▸ **TASK OBJECTIVE**:
Leave out the pictures and give back all the entries exactly as written.

Top of DATA TO EXAMINE

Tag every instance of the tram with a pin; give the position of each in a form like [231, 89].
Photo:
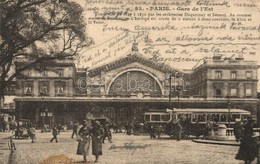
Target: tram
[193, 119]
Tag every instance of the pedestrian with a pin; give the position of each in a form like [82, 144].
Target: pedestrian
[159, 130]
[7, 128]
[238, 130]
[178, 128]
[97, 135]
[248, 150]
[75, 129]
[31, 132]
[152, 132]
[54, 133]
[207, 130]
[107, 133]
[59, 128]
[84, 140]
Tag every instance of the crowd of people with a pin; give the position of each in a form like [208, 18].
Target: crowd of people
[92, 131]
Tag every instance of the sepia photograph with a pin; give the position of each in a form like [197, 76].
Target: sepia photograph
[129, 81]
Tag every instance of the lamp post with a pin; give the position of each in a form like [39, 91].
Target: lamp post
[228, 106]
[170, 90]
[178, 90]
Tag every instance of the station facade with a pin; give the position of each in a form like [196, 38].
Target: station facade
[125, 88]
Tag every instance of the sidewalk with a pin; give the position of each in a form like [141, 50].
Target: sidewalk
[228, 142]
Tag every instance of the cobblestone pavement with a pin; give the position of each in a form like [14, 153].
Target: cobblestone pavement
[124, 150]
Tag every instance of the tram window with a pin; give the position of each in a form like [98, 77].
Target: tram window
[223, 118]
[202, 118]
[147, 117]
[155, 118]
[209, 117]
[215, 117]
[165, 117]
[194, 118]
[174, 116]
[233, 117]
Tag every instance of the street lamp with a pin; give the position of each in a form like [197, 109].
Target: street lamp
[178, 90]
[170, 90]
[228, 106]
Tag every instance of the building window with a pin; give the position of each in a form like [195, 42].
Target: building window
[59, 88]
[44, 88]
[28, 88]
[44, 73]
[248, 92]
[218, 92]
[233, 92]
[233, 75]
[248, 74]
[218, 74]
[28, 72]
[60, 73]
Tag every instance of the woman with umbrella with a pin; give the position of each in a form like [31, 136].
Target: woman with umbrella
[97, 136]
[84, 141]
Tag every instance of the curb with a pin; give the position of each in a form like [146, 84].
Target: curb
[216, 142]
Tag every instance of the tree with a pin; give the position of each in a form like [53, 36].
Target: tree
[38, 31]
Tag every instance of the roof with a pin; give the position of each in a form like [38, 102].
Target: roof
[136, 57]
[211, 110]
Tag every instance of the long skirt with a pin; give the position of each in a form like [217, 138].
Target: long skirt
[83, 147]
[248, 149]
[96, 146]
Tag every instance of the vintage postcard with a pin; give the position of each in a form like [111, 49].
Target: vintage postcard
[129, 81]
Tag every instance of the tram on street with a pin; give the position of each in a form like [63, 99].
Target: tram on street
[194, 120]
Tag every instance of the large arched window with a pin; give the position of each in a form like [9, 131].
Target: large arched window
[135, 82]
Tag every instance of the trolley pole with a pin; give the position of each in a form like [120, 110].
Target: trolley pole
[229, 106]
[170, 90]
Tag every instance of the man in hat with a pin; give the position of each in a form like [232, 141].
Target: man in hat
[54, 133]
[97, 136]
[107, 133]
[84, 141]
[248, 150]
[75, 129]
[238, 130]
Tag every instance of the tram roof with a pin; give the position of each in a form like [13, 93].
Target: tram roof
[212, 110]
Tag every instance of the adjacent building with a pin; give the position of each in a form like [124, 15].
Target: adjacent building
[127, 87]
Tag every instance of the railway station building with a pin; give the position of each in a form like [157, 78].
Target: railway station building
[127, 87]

Bottom of DATA TO EXAMINE

▸ **ANSWER TO THIS EXERCISE**:
Tag every instance of the tram with a pin; give the position of each in a form like [231, 89].
Photo:
Target: tram
[193, 119]
Tag every instance of the pedestrian with a pin; give the position of each in a form like [82, 144].
Target: pedestrian
[159, 130]
[7, 128]
[238, 130]
[178, 128]
[97, 135]
[248, 150]
[75, 129]
[31, 132]
[152, 132]
[54, 133]
[207, 130]
[107, 133]
[59, 128]
[84, 140]
Tag every instance of the crowd of people with a pin; give the position of each in a form like [208, 18].
Target: crowd of people
[92, 131]
Tag every instance of the sepia photograph with a pin; give the position of each in a form like [197, 76].
Target: sepia photograph
[129, 81]
Tag every instance of the lamp post with a pin; give the position of each in a form like [39, 91].
Target: lamp post
[228, 106]
[170, 90]
[178, 90]
Tag every instance of the station facade with a pin; give the position of each in a form like [196, 38].
Target: station facade
[125, 88]
Tag every instance of the sidewalk with a pin; give the position of each in a form like [141, 50].
Target: sidewalk
[228, 142]
Tag every instance of the cobblestone pavement with a pin; give the position of each in a form like [14, 153].
Target: cobblestone pavement
[124, 150]
Tag every instance of the tram window with a pin; give the position of each in a form like [98, 77].
Target: tram window
[223, 118]
[202, 118]
[147, 117]
[155, 118]
[209, 117]
[215, 117]
[165, 117]
[194, 118]
[174, 116]
[233, 117]
Tag every instance of the street lamp with a pin; give the position of each in a form like [197, 109].
Target: street lamp
[178, 90]
[170, 90]
[228, 106]
Tag every instance of the building window with a pin; give the position of each in a form like [195, 42].
Target: building window
[59, 88]
[44, 88]
[28, 88]
[44, 73]
[248, 92]
[218, 92]
[233, 92]
[233, 75]
[248, 74]
[218, 74]
[28, 72]
[60, 73]
Tag every instance of the woman with umbrella with a pin; give the position of each in a form like [31, 136].
Target: woman with umbrella
[97, 136]
[84, 141]
Tag every instance of the curb with a pin; give the position of each in a form like [146, 84].
Target: curb
[216, 142]
Tag every instance of the tree with a pin; give the position of each in a form like [53, 36].
Target: tree
[38, 31]
Tag every instance of the roof with a pin; give the position of each in a form like [38, 102].
Target: roof
[136, 57]
[211, 110]
Tag every instance of the long skirt with a pin; give the position of each in a form like [217, 138].
Target: long skirt
[83, 147]
[248, 149]
[96, 146]
Tag every instance of the vintage postcard with a pin; give the position of each in a form like [111, 49].
Target: vintage postcard
[129, 81]
Tag every instance of the tram on street with a pin; give the position of each in a form like [63, 99].
Target: tram on street
[194, 120]
Tag every instance of the large arched window with a pin; give the position of each in a form like [9, 131].
Target: large arched window
[135, 82]
Tag every instance of the trolley pole with a pin; give the position of each in a form like [120, 110].
Target: trolley pole
[229, 106]
[170, 90]
Tag every instance of the man in hat with a pin; give the position of each in a form like [232, 141].
Target: man in hat
[54, 133]
[97, 136]
[107, 133]
[84, 141]
[248, 150]
[75, 129]
[238, 130]
Tag every instance of the tram roof with a pin; give the position of each in a form like [13, 93].
Target: tram roof
[212, 110]
Tag every instance of the adjacent building with a pin; give the position of each in a form like [124, 15].
Target: adjacent building
[127, 87]
Tag every instance of the railway station building with a pin; give the position of each in a form like [157, 78].
Target: railway station building
[127, 87]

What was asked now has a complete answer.